--- start SOURCE TEXT ---
Here, let me remind you:
You said:
A RISC processor of equivelant MHz will always benchmark faster.
This is wrong. Any way you spin it, it’s wrong.
I don’t consider
I don’t care what you do or don’t ‘consider’ given your predisposition for being wrong.
Well, no, that isn’t why SAP runs much faster on Unisys than it does on any Unix RISC box of equivelent raw processing power. The real reason is that Windows Datacenter is an advanced object-based operating system with a fully standardized runtime environment whereas Unix is an aging dinosaur that was never designed with object-based software or runtime environments in mind, and this is where that shows up.
rofl. This is hysterical – did you paste that straight from the Microsoft Impressive Sounding but Meaningless PR rubbish website?
There is nothing inherent in the design of ‘Unix’ to make ‘object based software’ magically less efficient than on Windows. Or maybe I’m wrong? Perhaps you can give me some specific examples of how design decisions by eg. the AIX team make that OS suddenly less suitable for “object-based software”.
…
oh, wait, do you mean component based software? As in Component Object Model(+)?
In Win2000, COM+ is integrated throughout the entire OS and development tools, whereas in Unix CORBA is an add-on feature.
Only insofar as something like CORBA isn’t a part of the AIX or Solaris or Linux kernels (although some poor misguided souls did write an ORB as a Linux kernel module a while back).
COM+ (unlike CORBA) includes a standard runtime environment that provides developers with optimized object-pooling, thread-pooling and connection-pooling that they can code their apps to exploit whereas there is no standard runtime environment in the Unix world at all for developers to write to, it does not exist.
Haha. You’ve never actually written any significant componentised Unix software have you? You do realise that you sound like just another bitter Microsoftie who is scared of this strange hybrid new-fangled-old-fangled Unix-Linux thing, right?
The huge performance efficiency advantage that you are seeing on Unisys is due to this runtime environment and its component pooling algorithms. This is Unix’ problem and it is never going to go away, it is only going to keep getting worse, and worse, and worse. Like I said before, the Unix approach to every application performance problem is to just keep throwing more and more hardware at it and hope that it just goes away, whereas Windows actually uses advanced technology to allow you to get the most out of your hardware instead.
Again, this is just so much marketing drivel. I can’t even address any points because… well… you didn’t make any. There are plently of buzzwords, I’ll give you that, but precious little in the way of substance.
Windows actually uses advanced technology to allow you to get the most out of your hardware instead.
Take a look at Solaris 8 and 9 and the new COMA machines from Sun (the Star series) and then say that with a straight face. @_@
I can tell you that if I bought a top-of-the-line Sun Starfire two years ago with SAP on it and found out today that a Unisys ES7000 outperforms it by +25% transactions for what, 75% less money (???), then I would be very…disappointed.
Hah, this is getting funnier and funnier. The industry is continually moving forwards – nobody can stand around waiting for the next big thing if they’ve got a pressing business need. If an E10K fulfilled your needs two years ago (ie. it’s expected lifetime was matched to capacity planning as well as needs of the moment) then it was obviously the right purchase.
Ya think so eh? Well, we’ll just have to see about that, won’t we? Microsoft is comin’ for ya!
*YAAWN* Microsoft has “comin’ for me” for ten years. They still don’t appear to be any closer to actually catching me.
--- end SOURCE TEXT ---
-- EXERCISE INSTRUCTIONS --
• 1. Decide whether each statement agrees with the Unix and Windows debate: (a) one speaker claims SAP runs faster on Unisys than on Unix RISC machines; (b) the Linux kernel is said to include CORBA; (c) COM+ is described as offering thread-pooling. Answer yes or no for each and quote the words from the debate that settle it.
• 2. Please extend the Unix and Windows debate from the point where it stops.
The material that comes after this has no connection to the Unix and Windows debate.
--- start DATA SUPPLIED ---
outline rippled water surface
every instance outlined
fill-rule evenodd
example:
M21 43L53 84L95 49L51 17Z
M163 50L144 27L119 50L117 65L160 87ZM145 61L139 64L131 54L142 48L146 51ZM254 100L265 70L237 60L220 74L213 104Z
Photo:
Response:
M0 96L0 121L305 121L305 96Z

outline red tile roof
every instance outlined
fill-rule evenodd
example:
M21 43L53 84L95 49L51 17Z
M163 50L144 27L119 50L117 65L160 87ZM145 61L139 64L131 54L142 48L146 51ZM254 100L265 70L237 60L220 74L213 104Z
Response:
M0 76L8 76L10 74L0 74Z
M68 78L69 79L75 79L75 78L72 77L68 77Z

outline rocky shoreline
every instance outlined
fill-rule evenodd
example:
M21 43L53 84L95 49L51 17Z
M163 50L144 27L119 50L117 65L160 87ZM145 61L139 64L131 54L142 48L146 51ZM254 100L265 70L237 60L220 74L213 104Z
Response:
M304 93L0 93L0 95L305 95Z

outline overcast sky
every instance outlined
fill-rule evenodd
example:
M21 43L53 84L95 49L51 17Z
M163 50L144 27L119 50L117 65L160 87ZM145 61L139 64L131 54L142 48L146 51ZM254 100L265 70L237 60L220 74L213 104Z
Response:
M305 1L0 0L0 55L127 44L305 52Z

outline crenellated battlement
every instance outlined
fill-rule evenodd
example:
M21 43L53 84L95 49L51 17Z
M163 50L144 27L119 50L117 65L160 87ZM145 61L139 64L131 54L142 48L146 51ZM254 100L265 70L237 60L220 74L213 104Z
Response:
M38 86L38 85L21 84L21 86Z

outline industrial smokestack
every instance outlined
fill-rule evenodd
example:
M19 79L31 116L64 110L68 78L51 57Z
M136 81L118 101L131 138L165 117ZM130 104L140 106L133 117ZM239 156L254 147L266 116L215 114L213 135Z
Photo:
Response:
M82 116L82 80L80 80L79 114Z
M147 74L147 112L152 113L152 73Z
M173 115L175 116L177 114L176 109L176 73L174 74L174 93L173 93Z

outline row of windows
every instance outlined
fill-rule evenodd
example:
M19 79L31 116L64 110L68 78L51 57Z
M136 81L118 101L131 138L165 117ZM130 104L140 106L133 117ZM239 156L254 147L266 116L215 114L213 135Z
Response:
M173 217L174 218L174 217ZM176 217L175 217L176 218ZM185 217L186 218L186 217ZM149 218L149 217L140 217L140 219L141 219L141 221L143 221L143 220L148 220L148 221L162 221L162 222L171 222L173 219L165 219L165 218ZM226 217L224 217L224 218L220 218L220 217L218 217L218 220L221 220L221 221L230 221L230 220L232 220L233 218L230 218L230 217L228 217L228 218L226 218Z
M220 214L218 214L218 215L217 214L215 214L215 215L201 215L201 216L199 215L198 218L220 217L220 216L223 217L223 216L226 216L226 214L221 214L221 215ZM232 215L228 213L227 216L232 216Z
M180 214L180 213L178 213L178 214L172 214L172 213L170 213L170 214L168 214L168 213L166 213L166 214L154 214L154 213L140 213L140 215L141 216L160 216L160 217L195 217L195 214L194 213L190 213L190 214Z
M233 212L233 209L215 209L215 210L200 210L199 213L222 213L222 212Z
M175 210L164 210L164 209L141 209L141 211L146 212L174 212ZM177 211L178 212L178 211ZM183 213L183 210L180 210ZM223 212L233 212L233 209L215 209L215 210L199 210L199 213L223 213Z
--- end DATA SUPPLIED ---
-- IN RESPONSE --
• 1.
(a) Yes: "SAP runs much faster on Unisys than it does on any Unix RISC box of equivelent raw processing power"
(b) No: "something like CORBA isn’t a part of the AIX or Solaris or Linux kernels"
(c) Yes: "optimized object-pooling, thread-pooling and connection-pooling"

• 2.
Linux is just cannibalizing proprietary Unixes and isn’t really affecting Microsoft’s growth that much, IMO.
Linux is generally the OS replacing enterprise Unix installations. Windows isn’t, Linux is. Am I being too subtle for you again or can you see the significance in that?
If Linux cannot beat Windows Enterprise/Datacenter at 8-way configurations and higher, Unix is going to have big, big problems from Microsoft in the not-so-distant future because they never quit.
I fully expect that Linux can and will beat Windows Datacenter with no difficulties whatsoever.
I’m just curious Phil. Please tell us all what you know about managed runtime environments on the Unix/Linux platform. Can you name even one? Go ahead, I’m all ears.
http://www.entmag.com/news/article.asp?EditorialsID=5296
“Unisys’ roadmap calls for a second generation of its [ES7000] CMP servers later this year to coincide with Intel’s delivery of its second generation of 64-bit Itanium processors — codenamed McKinley.
Unisys’ initial plans call for starting with a 16-processor version of the McKinley generation CMP system with the boxes eventually containing up to 128 processors. The second-generation CMP systems are supposed to support both 32-bit and 64-bit processors.”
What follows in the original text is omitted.